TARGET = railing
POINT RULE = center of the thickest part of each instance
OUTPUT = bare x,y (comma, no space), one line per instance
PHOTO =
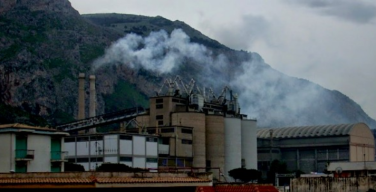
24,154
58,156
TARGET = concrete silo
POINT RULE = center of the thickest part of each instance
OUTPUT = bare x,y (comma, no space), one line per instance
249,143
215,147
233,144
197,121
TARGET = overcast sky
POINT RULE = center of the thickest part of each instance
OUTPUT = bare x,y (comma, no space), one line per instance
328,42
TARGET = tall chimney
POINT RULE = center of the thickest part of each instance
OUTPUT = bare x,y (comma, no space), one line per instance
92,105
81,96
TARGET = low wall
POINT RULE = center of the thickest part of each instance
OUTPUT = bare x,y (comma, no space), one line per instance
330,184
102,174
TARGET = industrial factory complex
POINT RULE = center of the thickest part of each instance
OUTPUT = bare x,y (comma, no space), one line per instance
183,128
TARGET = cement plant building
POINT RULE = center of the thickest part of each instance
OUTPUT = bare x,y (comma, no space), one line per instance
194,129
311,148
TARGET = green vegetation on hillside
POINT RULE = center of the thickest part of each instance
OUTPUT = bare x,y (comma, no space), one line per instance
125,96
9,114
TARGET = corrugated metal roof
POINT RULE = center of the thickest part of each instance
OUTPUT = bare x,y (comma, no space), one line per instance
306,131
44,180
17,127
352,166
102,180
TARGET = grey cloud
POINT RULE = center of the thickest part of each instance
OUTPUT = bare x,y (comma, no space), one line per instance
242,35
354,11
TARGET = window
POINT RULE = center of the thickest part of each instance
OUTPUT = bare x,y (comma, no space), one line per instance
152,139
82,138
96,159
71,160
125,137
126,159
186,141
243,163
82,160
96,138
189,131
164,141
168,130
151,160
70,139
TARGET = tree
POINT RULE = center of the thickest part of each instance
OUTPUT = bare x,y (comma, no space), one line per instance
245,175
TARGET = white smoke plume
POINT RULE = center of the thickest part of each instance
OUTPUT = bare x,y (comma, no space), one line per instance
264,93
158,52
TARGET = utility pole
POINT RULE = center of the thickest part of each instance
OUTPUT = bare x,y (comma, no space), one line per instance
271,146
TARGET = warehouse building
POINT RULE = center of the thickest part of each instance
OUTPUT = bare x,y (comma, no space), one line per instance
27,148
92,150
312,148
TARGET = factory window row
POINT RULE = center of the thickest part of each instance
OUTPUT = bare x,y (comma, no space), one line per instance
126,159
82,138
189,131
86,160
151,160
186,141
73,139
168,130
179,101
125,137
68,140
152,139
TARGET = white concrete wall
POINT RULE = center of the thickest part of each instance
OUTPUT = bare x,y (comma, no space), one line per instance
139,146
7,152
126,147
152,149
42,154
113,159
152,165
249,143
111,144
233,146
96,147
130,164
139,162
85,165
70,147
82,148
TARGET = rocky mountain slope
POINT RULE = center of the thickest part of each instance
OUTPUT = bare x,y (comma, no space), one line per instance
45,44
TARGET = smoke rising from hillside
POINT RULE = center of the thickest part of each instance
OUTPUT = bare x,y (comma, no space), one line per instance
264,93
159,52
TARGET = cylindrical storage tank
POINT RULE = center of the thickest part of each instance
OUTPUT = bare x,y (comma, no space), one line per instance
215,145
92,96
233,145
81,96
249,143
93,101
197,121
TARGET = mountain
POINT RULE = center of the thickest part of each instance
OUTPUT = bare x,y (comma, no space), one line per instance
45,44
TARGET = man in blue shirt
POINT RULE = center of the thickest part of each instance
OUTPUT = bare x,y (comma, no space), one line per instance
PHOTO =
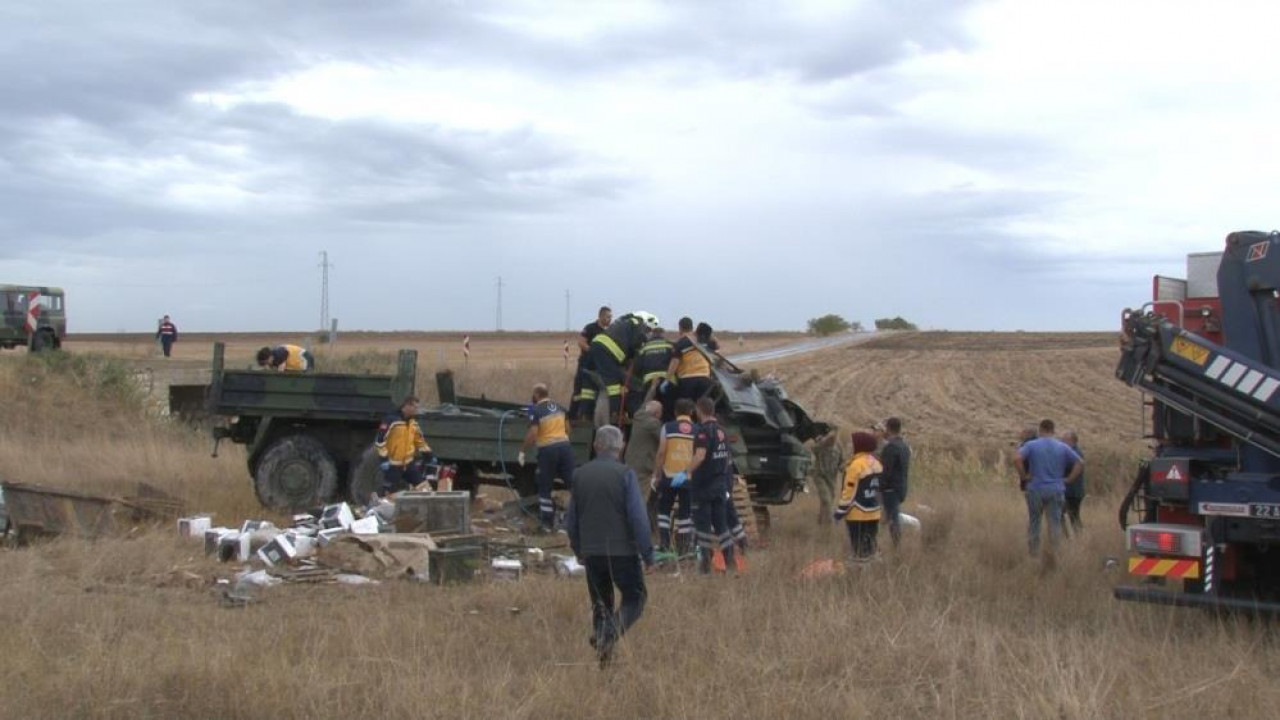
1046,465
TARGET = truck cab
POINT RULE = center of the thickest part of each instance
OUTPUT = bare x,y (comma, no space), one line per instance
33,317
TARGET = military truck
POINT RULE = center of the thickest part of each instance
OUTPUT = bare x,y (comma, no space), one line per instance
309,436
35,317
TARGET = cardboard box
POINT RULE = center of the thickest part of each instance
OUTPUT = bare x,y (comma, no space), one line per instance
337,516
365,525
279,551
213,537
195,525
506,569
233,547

+--

• _What you will do_: Above are some records. Copy each of their lines that holds the string "concrete".

• _Solved exercise_:
TARGET = concrete silo
TARGET = white concrete wall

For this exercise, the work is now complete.